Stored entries
────────
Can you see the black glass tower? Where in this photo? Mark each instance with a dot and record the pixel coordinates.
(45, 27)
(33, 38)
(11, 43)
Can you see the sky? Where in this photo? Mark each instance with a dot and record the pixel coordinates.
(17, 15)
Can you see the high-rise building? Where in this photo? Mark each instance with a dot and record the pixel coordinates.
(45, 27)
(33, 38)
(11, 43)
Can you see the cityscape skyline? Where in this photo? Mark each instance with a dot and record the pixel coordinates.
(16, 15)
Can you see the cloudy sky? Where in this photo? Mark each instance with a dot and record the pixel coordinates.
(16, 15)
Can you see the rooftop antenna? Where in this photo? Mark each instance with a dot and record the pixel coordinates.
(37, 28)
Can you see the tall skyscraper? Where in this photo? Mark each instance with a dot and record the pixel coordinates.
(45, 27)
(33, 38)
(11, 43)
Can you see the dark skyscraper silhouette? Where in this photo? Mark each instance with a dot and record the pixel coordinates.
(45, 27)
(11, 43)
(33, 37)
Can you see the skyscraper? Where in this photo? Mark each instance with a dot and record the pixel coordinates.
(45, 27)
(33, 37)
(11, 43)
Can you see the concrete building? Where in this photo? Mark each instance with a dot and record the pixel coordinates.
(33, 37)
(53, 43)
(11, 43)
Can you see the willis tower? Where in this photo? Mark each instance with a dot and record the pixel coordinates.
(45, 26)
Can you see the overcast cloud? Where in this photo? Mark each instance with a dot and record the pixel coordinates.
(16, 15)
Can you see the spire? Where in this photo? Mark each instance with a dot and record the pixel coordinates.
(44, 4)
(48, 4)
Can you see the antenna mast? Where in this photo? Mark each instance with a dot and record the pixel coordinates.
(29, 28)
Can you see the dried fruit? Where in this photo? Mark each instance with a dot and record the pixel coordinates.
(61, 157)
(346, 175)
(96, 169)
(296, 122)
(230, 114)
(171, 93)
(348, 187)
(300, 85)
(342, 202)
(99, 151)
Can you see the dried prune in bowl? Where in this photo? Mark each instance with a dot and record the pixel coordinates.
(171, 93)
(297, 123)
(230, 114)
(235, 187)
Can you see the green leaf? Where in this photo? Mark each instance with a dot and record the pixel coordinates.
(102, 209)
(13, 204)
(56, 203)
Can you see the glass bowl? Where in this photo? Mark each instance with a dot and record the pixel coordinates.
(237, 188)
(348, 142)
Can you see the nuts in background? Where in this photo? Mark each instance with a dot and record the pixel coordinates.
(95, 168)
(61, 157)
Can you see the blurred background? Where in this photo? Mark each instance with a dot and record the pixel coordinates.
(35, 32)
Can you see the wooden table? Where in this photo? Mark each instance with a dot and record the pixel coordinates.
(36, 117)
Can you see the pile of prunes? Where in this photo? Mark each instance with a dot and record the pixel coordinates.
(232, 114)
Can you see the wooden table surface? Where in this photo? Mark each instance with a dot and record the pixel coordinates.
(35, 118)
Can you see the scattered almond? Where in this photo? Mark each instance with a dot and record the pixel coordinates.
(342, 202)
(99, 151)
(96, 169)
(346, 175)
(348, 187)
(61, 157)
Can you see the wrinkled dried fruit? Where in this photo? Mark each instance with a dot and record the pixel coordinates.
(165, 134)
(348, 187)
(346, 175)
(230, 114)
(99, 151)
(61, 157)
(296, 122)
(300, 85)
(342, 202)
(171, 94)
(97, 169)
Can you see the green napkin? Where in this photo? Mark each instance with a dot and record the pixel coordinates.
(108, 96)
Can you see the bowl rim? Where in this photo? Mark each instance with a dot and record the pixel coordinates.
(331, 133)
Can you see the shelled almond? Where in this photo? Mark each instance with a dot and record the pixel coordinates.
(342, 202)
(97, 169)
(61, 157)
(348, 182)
────────
▸ Goal:
Could you repeat all the rows above, substituting "occurrence" for every "instance" and leaving everything else untouched?

▸ Written solution:
Can you see the black glass tower? Where in this photo? Mark each occurrence with a dot and record the pixel coordinates.
(45, 27)
(33, 38)
(11, 43)
Can you see the sky? Where in this photo? Mark each occurrence with a dot and record the pixel coordinates.
(17, 15)
Can you see the high-rise building? Where in this photo? Mark each occurrence with a dot and record the pixel coordinates.
(45, 27)
(33, 38)
(11, 43)
Can you see the cityscape skyline? Where in this photo? Mark each occurrence with a dot and record the pixel coordinates.
(16, 15)
Can you see the cloudy sky? Where in this photo? Mark each occurrence with a dot and record the pixel coordinates.
(16, 15)
Can you see the rooftop antenna? Where in this photo? Mark each occurrence with a dot and record the pixel coordinates.
(37, 28)
Can you see the tall skyscraper? Where in this photo? Mark each occurrence with a dot and record the pixel coordinates.
(45, 27)
(33, 38)
(11, 43)
Can you see the dark skyscraper silhouette? Where in this photo? Mark each occurrence with a dot and record the pixel coordinates.
(45, 27)
(11, 43)
(33, 37)
Can you see the skyscraper? Where in this photo? Mark each occurrence with a dot and record the pixel coordinates.
(45, 27)
(33, 37)
(11, 43)
Can you see the concrete building? Where in this photo? Mark each occurrence with a dot and record the pixel coordinates.
(33, 37)
(53, 43)
(11, 43)
Can you see the willis tower? Where in this photo? Mark each occurrence with a dot and record the pixel coordinates.
(45, 26)
Can you see the overcast cloud? Where in this photo? Mark each occurrence with a dot and record the pixel coordinates.
(16, 15)
Can you see the spire? Where in this photo? Mark each occurrence with a dot and record the pixel coordinates.
(44, 4)
(48, 4)
Can you see the antenna mast? Where in this photo? Mark each occurrence with a dot and record the pixel coordinates.
(29, 28)
Can you see the dried fruit? Where in this photo? Mark each occurrence with a dot and record the pixel coordinates.
(61, 157)
(346, 175)
(96, 169)
(296, 122)
(230, 114)
(171, 93)
(348, 187)
(300, 85)
(342, 202)
(99, 151)
Can you see the dried prune in bowl? Where in this photo? Mark each occurrence with a dot and record the pixel coordinates.
(171, 93)
(297, 123)
(230, 114)
(235, 187)
Can you see the green leaf? Where in this photo? Mark each occurrence with a dot and record the pixel coordinates.
(102, 209)
(13, 204)
(56, 203)
Can you see the glass bowl? Where in this photo? Mark each occurrence with a dot and record the pixel coordinates.
(237, 188)
(348, 142)
Can you see the nuts in background? Where in this photo? Mark each occurrence with a dot and record the pixel coordinates.
(95, 168)
(61, 157)
Can you see the blurred background? Where in this photo? Mark each occurrence with a dot and record the pixel coordinates.
(35, 32)
Can you see the wooden table? Where in this photo? Mark each occurrence with a dot and record the pixel coordinates.
(36, 117)
Can you see the pile of prunes? Where in this photo? Mark each occurrence with a dot and record the pixel coordinates.
(232, 114)
Can you see the wooden table surface? Where in this photo? Mark each occurrence with a dot and record the pixel coordinates.
(35, 118)
Can you see the scattered almond? Where in this photo? Mark each occurrence with a dot and record the pixel coordinates.
(342, 202)
(99, 151)
(96, 169)
(346, 175)
(348, 187)
(61, 157)
Can you see the wrinkled dried fruit? Where in this photo? Mark each occurrence with a dot and record the pixel coordinates.
(165, 134)
(348, 187)
(346, 175)
(230, 114)
(99, 151)
(61, 157)
(296, 122)
(300, 85)
(342, 202)
(171, 94)
(97, 169)
Can you see the green napkin? Where in this photo? Mark each occurrence with a dot and record the pixel coordinates.
(108, 96)
Can you see the bowl rim? Where in this photo? Mark each occurrence with a dot and record the pixel coordinates.
(331, 133)
Can you see the shelled almond? Where in this photo? Mark each occurrence with a dot and record the pixel coordinates.
(342, 202)
(97, 169)
(61, 157)
(348, 182)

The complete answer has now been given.